** Exercise **
Set down every record once more, exactly as given.

— Begin —

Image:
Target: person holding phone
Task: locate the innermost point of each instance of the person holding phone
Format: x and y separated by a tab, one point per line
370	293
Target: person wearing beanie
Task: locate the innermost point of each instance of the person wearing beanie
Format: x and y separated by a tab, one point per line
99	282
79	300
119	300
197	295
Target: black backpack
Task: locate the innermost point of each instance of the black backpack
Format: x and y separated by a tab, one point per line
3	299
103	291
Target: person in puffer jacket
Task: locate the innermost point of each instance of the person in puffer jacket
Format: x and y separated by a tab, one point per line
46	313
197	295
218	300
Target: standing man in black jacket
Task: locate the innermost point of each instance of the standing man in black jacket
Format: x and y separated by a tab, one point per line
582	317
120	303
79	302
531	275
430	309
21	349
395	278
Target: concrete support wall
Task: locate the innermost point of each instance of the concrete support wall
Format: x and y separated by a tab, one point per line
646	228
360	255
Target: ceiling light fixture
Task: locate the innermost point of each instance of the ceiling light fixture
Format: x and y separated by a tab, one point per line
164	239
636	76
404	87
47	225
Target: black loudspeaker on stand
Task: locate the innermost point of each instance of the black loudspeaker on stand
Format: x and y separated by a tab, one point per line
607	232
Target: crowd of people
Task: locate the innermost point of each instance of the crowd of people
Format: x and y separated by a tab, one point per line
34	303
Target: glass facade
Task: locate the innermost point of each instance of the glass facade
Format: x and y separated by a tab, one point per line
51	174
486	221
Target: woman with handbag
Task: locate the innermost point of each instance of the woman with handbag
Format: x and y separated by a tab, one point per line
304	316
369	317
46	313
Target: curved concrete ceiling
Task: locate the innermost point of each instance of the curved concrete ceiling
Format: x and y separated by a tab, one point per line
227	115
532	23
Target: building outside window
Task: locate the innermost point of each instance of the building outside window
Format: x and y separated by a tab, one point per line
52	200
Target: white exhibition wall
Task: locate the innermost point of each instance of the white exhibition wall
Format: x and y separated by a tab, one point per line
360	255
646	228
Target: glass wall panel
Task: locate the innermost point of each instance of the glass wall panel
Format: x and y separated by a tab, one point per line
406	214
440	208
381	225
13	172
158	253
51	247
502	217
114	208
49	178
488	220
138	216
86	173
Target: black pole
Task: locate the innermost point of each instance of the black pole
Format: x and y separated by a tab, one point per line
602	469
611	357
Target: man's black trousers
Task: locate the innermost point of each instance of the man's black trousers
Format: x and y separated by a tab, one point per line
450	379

— End —

** Response **
Image:
Target: person holding phone
Task: locate the innermost point of each instance of the person holding phone
Format: x and y separated by a tab, one point per line
370	293
Target: person wearing beanie
Task: locate the innermost point of each instance of the person wearing beanie
Format: x and y separated by a tab, one point per line
99	282
79	300
119	300
197	295
Target: black backpack
Task: locate the innermost point of each instance of the black backpack
Format: x and y separated by a tab, one point per line
3	299
103	291
Target: person in puffer jacket
Task: locate the innermost point of each instance of the person in puffer jacket
Format: x and y separated by a tab, one point per line
46	313
197	295
218	300
Target: standing man in black jacket
Task: locate the innermost point of each instance of the standing man in black jacket
Format: x and y separated by a tab, one point per line
582	317
120	303
79	302
531	275
430	309
21	349
395	278
Target: concrete support wall
Task: locate the innermost point of each instance of the concrete support wall
Format: x and y separated by a tab, one point per line
646	228
360	255
Target: ceiling light fixture
Task: locate the innermost point of each instance of the ceiling light fixture
Format: x and y separated by a tab, one point per line
164	239
636	76
404	87
47	225
Target: black loudspeaker on stand
Task: locate the innermost point of each instance of the black loudspeaker on stand
Format: x and y separated by a tab, one point per line
607	232
Target: crowd of people
Task: locate the innermost point of each instance of the crowd of people
Format: x and y separated by a tab, one point per line
34	303
Target: glass facade
Task: locate the innermost point of each instance of the glass facade
Format: x and y separated by a tab, one point per line
51	174
486	221
Target: woman with handbag
Task: locate the innermost point of each instance of the woman with handbag
Format: x and y separated by a tab, one point per line
304	316
369	317
46	313
Target: curved concrete ceiling
Task: locate the innermost point of each instance of the curved concrete ceiling
Format: x and y separated by a tab, one point per line
227	115
532	23
Target: building outside window
Task: locate the innermost point of each instance of the building outside window
Format: x and y separated by a tab, one point per line
52	200
Target: white exhibition wall
Task: locate the innermost point of each instance of the white exhibition wall
Format: x and y separated by a tab, one point per line
360	255
646	228
Target: glass wall panel
Task: locate the innermost point of each instance of the glass wall panel
Format: x and y separated by a tab, one point per line
406	214
440	208
381	225
13	172
158	253
51	247
502	217
114	208
49	178
488	220
138	216
86	173
Target: black pole
Task: locate the innermost point of each instance of the black pole
Format: x and y separated by a tab, one point per line
602	469
611	357
Target: man's black trousers
Task: locate the innermost point of each instance of the man's black trousers
Format: x and y separated by a tab, one point per line
450	379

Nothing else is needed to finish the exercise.